PAGE
Buy Suspira in the Stack shop.
Not your average dirty mag, Mal is a literary journal with a star-spangled roster of contributors including Chris Kraus, Juliet Jacques and Eileen Myles. Issue four, themed Real Girls, charts unstable tropes of girlhood and agency, and the first story, by Luke Brown, is an exquisite and often toe-curlingly uncomfortable account of prejudice and culpability in the age of #MeToo. It also has a great beginning: a covert pornhub viewing sesh on a train. The fifth issue launches in March and is themed Sex Negative, about the inverse sides of sexuality. Expect incels, and an essay on why heteronormativity is a turn-off.
Extra Extra’s 13th issue features a man burying his face in a bush. Bush as in hedge. Other treats include short fiction about a breast-feeding mother who runs away from her baby: “She moaned when she felt the letdown, the sudden rush into her breasts… streams of milk smashed into the plastic, turning it hot against the fingers”. Extra Extra makes everyday life sexual (bushes, breast-feeding). But importantly, it also treats the erotic as an art form, rather than a guilty pleasure. High-profile poets, film-makers and choreographers are interviewed about the way lust is integral to their work, and every issue features a double page spread of book recommendations. “I’m always attracted to men who read,” explains editor Samira Ben Laloua. “Recommending a book is an erotic act.”
Not strictly an erotic magazine, Soft Eis is on this list because its first issue was themed around sex and it is steamy. The steamiest spread, entitled ‘Slow Sex’, centres around a snail, which is a symbol of fertility and hermaphroditism. Soft Eis is occasionally a little too woke to be properly interesting, but all the blood and the many molluscs slithering over the models’ genitals in this shoot rescues things.
On the first page of Phile there’s a watermelon wearing what looks like a cock ring. Painful propositions are a theme of this issue (Phile’s fourth): the central shoot is called ‘Predicaments’ and features high heels made out of nails, and a dog reaching for a bone that is attached to a man’s crotch. Consistently brilliant, the stand-out feature is a story by Jordan Tannahill about his quest to collect the semen of one man from every single European member state. It begins as a funny sex-quest, but then it becomes suddenly, unexpectedly moving: “What I am left with is a feeling of overwhelming precariousness. I have felt the precarity of these men’s lives… of their safety, of their sense of home, of their sense of self.”

GIVEN TASK 1
According to the magazine reviews, who edits Extra Extra?
GIVEN TASK 2
Pick up the magazine reviews after their final sentence and keep writing.
Nothing in the listing is needed for any task.

PROVIDED MATERIAL
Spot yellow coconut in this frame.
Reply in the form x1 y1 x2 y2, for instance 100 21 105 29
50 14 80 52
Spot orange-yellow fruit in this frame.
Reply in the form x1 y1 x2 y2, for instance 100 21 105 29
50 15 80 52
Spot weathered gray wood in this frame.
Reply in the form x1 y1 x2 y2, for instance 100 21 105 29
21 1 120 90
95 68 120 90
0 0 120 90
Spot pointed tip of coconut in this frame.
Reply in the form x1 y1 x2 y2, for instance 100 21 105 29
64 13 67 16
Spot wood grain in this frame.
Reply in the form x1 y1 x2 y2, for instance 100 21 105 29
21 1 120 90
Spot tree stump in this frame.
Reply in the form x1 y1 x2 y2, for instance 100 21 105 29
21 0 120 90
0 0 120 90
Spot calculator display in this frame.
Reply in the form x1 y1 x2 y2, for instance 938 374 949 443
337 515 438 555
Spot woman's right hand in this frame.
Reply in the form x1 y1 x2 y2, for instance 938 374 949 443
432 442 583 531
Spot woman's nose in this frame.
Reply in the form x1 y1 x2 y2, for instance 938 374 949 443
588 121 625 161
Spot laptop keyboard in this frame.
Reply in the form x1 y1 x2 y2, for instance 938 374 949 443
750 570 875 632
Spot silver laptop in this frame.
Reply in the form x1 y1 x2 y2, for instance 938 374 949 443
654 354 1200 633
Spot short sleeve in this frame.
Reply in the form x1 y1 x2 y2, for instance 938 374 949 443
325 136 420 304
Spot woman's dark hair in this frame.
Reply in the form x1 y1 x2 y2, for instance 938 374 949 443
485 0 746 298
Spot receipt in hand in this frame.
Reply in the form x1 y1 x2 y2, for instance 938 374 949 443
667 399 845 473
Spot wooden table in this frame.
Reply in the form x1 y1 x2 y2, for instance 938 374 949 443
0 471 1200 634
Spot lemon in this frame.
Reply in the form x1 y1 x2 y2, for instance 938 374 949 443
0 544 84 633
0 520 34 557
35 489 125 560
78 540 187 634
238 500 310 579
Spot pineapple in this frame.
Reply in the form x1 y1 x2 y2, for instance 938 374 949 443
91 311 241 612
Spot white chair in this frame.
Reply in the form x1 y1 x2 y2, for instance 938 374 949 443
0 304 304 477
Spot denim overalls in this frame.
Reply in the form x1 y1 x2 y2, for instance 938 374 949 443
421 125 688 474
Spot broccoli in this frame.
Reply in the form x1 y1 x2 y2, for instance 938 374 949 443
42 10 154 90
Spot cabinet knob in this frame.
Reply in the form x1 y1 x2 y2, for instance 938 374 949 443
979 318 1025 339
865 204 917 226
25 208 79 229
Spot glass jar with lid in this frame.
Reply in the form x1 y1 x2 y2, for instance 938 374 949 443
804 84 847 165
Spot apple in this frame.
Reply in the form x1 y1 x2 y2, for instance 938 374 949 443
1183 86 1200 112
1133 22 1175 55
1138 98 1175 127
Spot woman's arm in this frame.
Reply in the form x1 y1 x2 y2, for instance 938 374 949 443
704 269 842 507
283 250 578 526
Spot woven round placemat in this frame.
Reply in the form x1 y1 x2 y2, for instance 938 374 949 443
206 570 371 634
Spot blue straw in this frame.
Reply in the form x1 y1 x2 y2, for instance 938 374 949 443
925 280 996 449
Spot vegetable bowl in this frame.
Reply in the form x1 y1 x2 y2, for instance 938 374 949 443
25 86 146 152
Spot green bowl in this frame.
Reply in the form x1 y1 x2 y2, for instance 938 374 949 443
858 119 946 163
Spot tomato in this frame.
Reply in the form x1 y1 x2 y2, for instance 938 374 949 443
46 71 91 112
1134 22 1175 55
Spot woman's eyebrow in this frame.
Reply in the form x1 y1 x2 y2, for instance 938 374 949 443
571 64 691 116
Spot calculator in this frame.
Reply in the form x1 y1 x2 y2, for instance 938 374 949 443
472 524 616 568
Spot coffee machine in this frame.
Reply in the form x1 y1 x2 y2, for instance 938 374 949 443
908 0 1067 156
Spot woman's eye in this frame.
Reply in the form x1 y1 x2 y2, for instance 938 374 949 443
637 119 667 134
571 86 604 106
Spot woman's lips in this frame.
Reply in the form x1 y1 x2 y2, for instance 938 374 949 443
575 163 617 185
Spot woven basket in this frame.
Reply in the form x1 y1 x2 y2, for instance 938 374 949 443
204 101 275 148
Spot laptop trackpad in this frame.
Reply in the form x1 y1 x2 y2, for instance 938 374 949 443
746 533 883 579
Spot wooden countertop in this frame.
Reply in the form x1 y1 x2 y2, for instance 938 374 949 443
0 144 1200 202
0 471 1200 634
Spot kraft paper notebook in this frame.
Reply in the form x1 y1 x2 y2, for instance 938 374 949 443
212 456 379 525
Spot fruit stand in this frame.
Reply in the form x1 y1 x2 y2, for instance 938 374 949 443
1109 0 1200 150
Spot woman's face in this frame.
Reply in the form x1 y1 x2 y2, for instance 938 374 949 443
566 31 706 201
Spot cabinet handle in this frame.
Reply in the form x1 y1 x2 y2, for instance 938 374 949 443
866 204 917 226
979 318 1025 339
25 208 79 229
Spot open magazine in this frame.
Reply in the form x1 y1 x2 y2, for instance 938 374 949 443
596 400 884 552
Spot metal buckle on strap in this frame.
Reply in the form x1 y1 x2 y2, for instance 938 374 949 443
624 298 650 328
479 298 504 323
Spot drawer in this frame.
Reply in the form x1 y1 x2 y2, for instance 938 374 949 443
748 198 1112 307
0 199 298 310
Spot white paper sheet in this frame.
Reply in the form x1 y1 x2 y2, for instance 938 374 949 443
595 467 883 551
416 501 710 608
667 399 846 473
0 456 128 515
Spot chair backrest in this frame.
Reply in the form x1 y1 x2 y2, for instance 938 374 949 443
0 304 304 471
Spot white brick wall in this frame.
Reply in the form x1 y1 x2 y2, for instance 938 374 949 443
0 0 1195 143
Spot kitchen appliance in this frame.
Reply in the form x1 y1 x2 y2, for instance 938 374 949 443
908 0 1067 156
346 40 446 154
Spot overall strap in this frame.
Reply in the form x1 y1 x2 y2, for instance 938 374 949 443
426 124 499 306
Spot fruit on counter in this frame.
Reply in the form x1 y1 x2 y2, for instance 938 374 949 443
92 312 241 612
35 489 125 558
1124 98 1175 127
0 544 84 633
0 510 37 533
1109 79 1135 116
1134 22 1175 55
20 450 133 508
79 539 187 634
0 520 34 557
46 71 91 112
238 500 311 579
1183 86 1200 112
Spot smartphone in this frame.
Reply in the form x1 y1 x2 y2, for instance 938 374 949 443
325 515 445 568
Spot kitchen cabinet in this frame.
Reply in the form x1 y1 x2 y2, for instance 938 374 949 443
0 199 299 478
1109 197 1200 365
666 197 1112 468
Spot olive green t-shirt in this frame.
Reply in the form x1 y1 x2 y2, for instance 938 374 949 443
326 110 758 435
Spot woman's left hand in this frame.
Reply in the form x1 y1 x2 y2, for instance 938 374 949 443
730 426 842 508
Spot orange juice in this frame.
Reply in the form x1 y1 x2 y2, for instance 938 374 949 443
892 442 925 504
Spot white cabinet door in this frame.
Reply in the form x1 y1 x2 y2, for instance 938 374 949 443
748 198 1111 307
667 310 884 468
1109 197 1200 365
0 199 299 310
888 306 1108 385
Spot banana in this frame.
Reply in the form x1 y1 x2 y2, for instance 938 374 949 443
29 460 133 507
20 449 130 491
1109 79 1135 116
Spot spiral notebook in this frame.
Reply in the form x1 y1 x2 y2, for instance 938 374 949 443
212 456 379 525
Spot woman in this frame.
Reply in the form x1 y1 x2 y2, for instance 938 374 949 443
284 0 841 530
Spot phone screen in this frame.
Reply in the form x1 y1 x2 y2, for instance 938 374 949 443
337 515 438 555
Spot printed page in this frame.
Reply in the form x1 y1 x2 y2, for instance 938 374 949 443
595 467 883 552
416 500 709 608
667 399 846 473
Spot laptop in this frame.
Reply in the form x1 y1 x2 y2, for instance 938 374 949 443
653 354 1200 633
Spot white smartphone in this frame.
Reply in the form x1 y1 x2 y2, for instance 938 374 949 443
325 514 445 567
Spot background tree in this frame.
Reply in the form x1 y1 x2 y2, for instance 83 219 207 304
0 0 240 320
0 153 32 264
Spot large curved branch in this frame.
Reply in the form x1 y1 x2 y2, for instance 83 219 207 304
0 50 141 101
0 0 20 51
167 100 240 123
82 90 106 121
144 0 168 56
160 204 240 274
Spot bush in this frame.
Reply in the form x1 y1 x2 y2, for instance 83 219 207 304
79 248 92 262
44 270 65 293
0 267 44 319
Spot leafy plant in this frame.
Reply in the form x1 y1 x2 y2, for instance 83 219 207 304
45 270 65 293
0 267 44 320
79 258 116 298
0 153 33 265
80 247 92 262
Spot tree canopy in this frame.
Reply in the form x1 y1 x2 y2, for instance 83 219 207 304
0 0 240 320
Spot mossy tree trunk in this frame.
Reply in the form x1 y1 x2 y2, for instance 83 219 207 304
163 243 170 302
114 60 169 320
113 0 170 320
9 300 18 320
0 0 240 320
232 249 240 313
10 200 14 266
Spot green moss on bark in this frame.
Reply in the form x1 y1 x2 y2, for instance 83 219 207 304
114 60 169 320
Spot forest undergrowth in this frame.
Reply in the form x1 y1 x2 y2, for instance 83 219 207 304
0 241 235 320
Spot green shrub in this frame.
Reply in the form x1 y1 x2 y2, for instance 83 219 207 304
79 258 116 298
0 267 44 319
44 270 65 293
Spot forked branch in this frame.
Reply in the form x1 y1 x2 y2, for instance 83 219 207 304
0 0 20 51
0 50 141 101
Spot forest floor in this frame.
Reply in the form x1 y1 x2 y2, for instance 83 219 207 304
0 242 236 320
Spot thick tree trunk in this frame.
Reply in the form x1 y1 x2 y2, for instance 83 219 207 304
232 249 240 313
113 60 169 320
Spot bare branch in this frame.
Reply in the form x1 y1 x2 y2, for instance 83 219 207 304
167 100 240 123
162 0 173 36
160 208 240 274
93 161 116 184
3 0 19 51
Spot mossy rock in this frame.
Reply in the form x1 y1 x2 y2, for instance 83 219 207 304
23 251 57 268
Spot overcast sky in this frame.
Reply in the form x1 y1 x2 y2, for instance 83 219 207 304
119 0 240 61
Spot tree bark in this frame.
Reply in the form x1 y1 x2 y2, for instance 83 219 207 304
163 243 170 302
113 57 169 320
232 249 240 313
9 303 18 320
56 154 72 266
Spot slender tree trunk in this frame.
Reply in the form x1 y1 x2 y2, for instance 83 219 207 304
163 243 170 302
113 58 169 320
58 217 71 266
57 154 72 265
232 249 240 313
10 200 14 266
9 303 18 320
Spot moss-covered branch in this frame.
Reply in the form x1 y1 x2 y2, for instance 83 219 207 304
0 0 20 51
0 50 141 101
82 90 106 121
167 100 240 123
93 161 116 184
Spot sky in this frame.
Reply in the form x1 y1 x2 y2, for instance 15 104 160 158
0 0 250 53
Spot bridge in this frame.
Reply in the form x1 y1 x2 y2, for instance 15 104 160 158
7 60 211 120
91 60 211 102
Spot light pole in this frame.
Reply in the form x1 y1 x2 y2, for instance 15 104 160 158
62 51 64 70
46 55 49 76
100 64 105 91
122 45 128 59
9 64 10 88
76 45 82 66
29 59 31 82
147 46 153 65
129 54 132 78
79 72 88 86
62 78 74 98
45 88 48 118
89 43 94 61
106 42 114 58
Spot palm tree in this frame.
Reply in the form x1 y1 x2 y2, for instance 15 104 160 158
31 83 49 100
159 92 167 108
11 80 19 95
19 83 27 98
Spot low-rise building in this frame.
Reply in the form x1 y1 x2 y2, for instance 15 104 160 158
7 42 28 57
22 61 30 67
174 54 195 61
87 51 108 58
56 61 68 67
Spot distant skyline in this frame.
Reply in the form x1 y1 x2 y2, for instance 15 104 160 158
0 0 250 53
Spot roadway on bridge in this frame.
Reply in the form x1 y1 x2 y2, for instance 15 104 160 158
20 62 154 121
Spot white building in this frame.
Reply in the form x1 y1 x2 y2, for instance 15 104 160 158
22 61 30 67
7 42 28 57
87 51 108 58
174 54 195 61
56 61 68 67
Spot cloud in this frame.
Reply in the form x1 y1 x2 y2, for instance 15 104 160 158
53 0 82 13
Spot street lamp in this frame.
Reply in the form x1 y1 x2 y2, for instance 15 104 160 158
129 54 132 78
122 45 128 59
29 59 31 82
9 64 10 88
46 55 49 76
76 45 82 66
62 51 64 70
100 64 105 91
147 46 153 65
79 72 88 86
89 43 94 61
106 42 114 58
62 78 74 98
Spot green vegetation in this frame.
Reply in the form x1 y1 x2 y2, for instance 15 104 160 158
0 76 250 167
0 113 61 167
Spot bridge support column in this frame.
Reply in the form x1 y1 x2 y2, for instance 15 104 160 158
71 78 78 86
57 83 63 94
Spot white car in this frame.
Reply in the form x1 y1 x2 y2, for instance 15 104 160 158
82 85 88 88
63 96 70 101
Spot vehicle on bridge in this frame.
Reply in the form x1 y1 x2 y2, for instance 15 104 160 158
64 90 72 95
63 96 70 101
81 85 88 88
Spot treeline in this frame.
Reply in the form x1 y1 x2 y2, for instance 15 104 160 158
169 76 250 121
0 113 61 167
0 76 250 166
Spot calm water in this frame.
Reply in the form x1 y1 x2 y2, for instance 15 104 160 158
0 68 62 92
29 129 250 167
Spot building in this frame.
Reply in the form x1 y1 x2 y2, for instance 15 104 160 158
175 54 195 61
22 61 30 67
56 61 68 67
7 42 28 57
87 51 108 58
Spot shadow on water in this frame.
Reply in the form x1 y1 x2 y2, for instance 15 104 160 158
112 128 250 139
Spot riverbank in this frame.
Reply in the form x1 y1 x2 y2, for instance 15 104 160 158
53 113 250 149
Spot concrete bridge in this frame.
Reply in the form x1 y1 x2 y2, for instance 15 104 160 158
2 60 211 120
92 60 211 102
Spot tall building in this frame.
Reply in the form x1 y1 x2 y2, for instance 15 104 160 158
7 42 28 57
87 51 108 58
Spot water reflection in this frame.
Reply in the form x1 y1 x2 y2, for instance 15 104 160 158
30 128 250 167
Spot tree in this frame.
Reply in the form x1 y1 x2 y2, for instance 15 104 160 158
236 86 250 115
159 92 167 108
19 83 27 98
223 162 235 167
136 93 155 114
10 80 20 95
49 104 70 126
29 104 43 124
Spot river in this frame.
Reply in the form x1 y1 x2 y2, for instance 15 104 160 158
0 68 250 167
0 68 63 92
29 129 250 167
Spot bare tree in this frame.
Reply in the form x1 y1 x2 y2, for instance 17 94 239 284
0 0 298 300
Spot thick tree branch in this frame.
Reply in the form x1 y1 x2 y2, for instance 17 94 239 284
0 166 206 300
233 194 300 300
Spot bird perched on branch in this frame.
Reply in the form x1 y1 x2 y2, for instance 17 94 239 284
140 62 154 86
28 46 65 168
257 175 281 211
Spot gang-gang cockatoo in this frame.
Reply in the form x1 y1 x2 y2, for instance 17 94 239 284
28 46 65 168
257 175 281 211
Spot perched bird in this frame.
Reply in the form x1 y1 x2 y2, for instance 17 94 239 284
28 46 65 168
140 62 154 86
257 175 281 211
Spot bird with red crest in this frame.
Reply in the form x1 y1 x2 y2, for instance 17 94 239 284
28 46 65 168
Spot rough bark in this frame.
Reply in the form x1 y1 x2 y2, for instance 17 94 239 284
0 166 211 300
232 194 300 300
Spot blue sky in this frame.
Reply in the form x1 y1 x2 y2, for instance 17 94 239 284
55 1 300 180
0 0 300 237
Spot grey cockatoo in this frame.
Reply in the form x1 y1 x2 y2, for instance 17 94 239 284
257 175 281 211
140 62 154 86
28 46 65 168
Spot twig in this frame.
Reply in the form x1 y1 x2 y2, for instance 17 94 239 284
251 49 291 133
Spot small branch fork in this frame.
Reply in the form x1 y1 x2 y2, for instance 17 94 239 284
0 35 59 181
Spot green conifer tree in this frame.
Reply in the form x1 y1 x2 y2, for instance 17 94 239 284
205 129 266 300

TASK RESPONSE 1
Samira Ben Laloua

TASK RESPONSE 2
Tissue comes with a free, fruit-flavoured oral dam. This is just one of its many charms. Back from a five-year print hiatus, the arts magazine is themed around the devil, because editor Uwe Bermeitinger “saw the devil everywhere and in many forms” and so naturally decided to theme an issue around Him. Every copy is hand-spritzed with a pungent, gender free fragrance and reads in the Japanese direction, so you have to flip the pages ‘backwards’ (depending on what part of the world you’re from).
The eighth issue of Math is themed around religion and begins with the editor’s unsuccessful attempts to seduce a Mormon. Highlights include a masturbatory reimagining of the Ecstacy of St Theresa and a very sexy drawing of Obama. Math is extremely explicit: if you buy this magazine you will get your money’s worth. But its reason for being is pleasingly spiritual. Editor MacKenzie Peck cites the way St Augustine, convulsed with shame at his own involuntary erections, rewrote the Adam and Eve story to forever intertwine sex with original sin: “How would the world be different if St Augustine … could embrace sex as an essential aspect of who we are and recognise that pleasure is good for us?” So Math is a heroic riposte to a fourth century saint. And if that doesn’t get you off then frankly what does?
Does your hairdresser turn you on? Taglined “fantasies becoming obsessions”, Fluffer Everyday is intrigued by the instances of everyday touch that spark desire: a nail technician massaging your foot; a tailor measuring you for a suit; your flatmate in her dressing gown. Described by Athens-based editor Sotiris Trechas as “an unconventional diary of what keeps my cock alive”, the sexiest thing about FE is that it’s not remotely explicit. One wonderfully chaste story in the latest issue is about a man delivering a package to a girl in Kreuzberg. Nothing happens. He just finds her beautiful, and he still thinks about her.